原文节选
在对流单体检测中，相邻的对流云核很难区分。为了解决这个问题，基于红外和水汽通道卫星数据，提出一种新的检测对流单体方法。首先，针对卫星数据的特点进行数据处理，去除亮温大于241 K（对流系统的基准阈值）的像元，并将其归一化到[0,1]。其次，利用H极大值变换技术提取对流核种子点，设计一种八连通域准则使相邻种子点形成聚类并按顺序进行标记，有效地区分了相邻的种子簇。然后,设计一个新的准则判断相邻的种子簇是否需要合并。最后，根据多个阈值产生的种子点设计了种子簇累加合并方法使种子点生长或者与其他相邻的种子点合并，形成最终的对流核。选取红外和水汽通道的多通道数据开展验证实验，并和雷达资料和其他方法进行对比实验，结果表明该方法可以有效地区分相邻的对流单体，在初生、成熟和消散等中尺度对流系统生命周期均准确。此外，所提方法不仅对单个对流核有效，而且对多个对流核也能准确地检测。

Mesoscale Convective System (MCS) is the main reason of formation strong convective weather. Therefore, it is quite necessary for us to study the evolution and characteristic of MCS. Adjacent convective cells cannot be well distinguished is the main problem in convective cell detection. To address this issue, a new method is proposed based on H-maxima transform using infrared and water vapor channel data from FY-2F meteorological satellite.Firstly, Pixels with bright temperature greater than 241K (Baseline threshold of convection system) were removed and normalized to [0, 1]. Secondly, H-maxima transform technology was used to extract seed points of convective cells, and a new criterion for connected domain was designed to cluster adjacent seed points and mark them in order. Finally, a new merging method was developed to make the seed points grow or merge with adjacent seed points.Experimental results on satellite images from infrared channel and water vapor channel show that the proposed HTC method efficient and accurate, including initial, mature and dissipation stages of Mesoscale Convective Systems lifecycle. This study showed that the proposed method has a considerable application prospect for detecting convective cells in the field of meteorology. In addition, the proposed method is not only suitable for detecting single convective cells, but also capable of multiple convective cells detection.

所给数据
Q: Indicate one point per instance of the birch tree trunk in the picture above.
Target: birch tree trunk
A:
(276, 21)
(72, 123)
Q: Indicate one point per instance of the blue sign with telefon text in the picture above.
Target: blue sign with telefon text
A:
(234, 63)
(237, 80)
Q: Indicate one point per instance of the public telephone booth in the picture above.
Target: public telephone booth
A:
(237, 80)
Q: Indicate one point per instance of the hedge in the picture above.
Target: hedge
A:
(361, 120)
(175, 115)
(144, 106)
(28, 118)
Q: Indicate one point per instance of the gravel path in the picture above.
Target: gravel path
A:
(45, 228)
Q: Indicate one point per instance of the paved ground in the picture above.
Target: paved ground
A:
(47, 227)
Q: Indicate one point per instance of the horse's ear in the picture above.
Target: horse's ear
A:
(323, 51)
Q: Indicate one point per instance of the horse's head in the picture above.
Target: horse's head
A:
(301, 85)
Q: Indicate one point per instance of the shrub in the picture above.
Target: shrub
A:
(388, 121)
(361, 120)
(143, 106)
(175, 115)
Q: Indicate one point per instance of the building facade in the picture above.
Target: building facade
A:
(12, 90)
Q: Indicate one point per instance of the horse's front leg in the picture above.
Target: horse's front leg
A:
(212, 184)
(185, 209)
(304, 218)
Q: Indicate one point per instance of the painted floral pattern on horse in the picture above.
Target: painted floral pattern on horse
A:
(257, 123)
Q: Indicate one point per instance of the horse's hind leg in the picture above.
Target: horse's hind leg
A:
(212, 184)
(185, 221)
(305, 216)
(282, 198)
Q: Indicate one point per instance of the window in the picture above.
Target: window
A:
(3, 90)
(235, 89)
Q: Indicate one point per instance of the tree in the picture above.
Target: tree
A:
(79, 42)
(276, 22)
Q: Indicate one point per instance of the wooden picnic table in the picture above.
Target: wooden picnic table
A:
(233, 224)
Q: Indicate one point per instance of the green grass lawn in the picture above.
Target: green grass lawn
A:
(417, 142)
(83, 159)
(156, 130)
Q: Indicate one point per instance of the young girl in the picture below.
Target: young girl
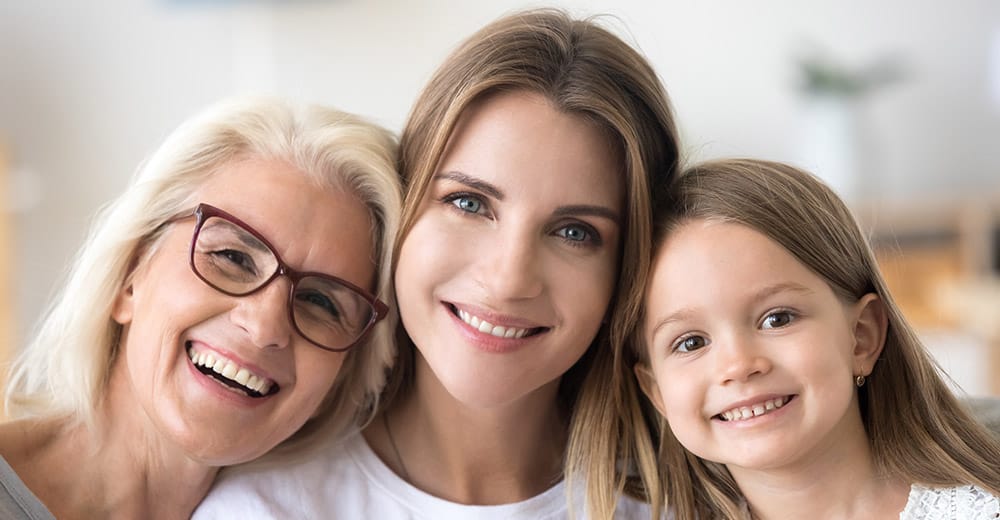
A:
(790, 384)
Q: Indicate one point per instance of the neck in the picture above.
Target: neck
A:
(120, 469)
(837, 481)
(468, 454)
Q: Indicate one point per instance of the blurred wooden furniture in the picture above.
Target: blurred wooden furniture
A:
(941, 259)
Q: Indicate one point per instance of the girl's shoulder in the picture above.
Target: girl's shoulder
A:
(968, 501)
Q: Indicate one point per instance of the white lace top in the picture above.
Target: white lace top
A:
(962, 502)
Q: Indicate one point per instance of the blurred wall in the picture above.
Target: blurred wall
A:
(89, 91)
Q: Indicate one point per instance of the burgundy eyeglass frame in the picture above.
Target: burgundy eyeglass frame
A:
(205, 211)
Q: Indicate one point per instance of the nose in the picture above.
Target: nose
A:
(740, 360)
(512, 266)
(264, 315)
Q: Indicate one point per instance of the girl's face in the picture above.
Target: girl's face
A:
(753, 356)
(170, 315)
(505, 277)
...
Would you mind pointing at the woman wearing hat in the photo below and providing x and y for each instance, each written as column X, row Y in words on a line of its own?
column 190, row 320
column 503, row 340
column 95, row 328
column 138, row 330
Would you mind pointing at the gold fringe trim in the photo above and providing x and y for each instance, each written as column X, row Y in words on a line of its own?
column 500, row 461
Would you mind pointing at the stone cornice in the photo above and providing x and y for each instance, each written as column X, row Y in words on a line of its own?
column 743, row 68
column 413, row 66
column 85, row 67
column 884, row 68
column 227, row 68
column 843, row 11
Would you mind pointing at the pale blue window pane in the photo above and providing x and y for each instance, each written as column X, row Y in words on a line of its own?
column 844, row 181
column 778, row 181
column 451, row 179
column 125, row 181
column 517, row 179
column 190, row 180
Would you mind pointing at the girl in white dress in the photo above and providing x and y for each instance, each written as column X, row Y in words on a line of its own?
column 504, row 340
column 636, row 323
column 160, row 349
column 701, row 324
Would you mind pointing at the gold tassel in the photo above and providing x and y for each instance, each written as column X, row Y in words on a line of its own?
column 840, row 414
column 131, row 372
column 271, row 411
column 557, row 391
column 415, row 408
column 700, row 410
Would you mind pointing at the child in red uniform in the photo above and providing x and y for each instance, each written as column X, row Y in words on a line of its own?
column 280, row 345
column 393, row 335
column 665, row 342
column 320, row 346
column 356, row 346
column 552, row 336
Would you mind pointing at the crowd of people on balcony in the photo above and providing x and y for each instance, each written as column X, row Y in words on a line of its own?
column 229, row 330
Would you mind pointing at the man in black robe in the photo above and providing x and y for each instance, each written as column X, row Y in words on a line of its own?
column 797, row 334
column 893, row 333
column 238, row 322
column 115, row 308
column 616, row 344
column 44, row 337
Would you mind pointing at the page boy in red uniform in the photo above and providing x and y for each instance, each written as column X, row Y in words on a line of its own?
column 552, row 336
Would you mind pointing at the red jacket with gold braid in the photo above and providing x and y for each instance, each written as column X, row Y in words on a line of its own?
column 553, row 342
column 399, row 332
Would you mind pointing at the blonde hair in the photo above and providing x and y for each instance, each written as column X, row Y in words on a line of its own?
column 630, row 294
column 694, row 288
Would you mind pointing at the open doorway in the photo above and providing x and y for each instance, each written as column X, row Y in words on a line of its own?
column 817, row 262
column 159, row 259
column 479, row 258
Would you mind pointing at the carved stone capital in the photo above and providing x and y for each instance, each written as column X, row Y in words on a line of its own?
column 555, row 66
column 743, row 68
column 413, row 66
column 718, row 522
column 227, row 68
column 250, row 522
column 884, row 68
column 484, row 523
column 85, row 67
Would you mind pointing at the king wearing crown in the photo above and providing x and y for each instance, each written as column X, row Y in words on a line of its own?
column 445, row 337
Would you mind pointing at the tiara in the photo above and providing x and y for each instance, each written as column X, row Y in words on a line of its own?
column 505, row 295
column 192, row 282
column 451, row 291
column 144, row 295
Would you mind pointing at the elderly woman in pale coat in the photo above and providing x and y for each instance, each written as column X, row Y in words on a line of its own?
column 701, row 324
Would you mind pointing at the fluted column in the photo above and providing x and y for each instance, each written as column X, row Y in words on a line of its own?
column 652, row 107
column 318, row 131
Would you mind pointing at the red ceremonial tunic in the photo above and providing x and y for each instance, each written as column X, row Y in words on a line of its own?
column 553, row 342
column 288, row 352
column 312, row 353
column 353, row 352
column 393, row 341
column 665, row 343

操作要求 1
将对流单体检测摘要中从“在对流单体检测中，相邻的对流”起至“对多个对流核也能准确地检测。”止的这一段重写一遍，并把其中的“种子簇”更新为“种子群”。
操作要求 2
对流单体检测摘要的中文部分提到了中尺度对流系统生命周期的哪几个阶段？逐一列出。
操作要求 3
根据对流单体检测摘要，判断下列说法是否与原文相符，并引用原文中起决定作用的字句：(a) 中文部分说，数据处理时去除的是亮温大于241 K的像元；(b) 英文部分说，所用的红外和水汽通道数据来自FY-2F气象卫星；(c) 中文部分说，所提方法只适用于检测单个对流核。

参考答案 1
在对流单体检测中，相邻的对流云核很难区分。为了解决这个问题，基于红外和水汽通道卫星数据，提出一种新的检测对流单体方法。首先，针对卫星数据的特点进行数据处理，去除亮温大于241 K（对流系统的基准阈值）的像元，并将其归一化到[0,1]。其次，利用H极大值变换技术提取对流核种子点，设计一种八连通域准则使相邻种子点形成聚类并按顺序进行标记，有效地区分了相邻的种子群。然后,设计一个新的准则判断相邻的种子群是否需要合并。最后，根据多个阈值产生的种子点设计了种子群累加合并方法使种子点生长或者与其他相邻的种子点合并，形成最终的对流核。选取红外和水汽通道的多通道数据开展验证实验，并和雷达资料和其他方法进行对比实验，结果表明该方法可以有效地区分相邻的对流单体，在初生、成熟和消散等中尺度对流系统生命周期均准确。此外，所提方法不仅对单个对流核有效，而且对多个对流核也能准确地检测。

参考答案 2
初生、成熟、消散

参考答案 3
(a) 是。“去除亮温大于241 K（对流系统的基准阈值）的像元”
(b) 是。“using infrared and water vapor channel data from FY-2F meteorological satellite”
(c) 否。“所提方法不仅对单个对流核有效，而且对多个对流核也能准确地检测”